Establish the number of lines below that contain the string "masks". State that number alone.

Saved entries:
*** Block opens ***

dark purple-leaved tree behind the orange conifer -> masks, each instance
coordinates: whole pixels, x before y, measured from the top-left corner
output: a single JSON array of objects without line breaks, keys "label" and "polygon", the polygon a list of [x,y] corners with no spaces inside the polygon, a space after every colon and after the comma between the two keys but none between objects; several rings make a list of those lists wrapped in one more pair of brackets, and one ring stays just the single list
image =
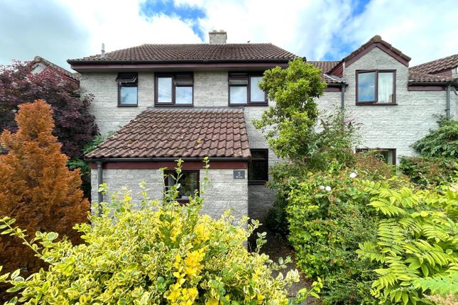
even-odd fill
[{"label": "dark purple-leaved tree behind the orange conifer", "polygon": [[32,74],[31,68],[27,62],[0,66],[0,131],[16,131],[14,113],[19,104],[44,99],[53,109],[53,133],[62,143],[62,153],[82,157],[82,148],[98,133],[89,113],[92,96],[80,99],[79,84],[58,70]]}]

*** Block closes ***
*** Block opens ***

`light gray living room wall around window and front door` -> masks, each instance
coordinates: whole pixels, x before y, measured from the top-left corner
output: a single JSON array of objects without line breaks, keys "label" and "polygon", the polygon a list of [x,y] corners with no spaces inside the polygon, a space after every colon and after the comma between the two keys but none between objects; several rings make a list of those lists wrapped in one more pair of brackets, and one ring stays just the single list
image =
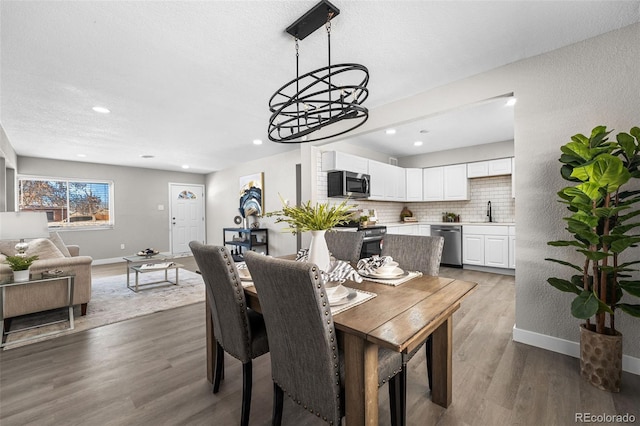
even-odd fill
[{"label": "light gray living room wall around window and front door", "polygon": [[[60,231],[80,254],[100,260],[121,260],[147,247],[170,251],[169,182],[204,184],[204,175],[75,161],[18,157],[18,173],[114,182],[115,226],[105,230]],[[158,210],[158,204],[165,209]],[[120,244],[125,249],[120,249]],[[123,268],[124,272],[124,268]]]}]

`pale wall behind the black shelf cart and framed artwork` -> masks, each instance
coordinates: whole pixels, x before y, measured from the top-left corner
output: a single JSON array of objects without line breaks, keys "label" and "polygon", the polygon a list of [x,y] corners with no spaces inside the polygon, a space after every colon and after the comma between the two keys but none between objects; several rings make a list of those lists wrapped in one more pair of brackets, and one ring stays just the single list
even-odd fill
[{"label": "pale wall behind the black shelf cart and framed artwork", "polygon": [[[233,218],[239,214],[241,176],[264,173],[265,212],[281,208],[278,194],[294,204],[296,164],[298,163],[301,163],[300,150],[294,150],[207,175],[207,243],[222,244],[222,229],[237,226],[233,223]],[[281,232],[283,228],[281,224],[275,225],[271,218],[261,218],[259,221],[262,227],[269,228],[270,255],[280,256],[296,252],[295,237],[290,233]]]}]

*** Block closes ***
*** Block opens ***

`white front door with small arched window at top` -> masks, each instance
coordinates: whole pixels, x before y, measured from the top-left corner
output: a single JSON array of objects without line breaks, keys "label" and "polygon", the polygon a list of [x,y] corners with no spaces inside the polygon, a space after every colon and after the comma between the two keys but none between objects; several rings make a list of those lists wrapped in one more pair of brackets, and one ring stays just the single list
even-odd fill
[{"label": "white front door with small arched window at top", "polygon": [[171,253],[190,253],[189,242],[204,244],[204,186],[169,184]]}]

*** Block closes ***

(Exercise solution):
4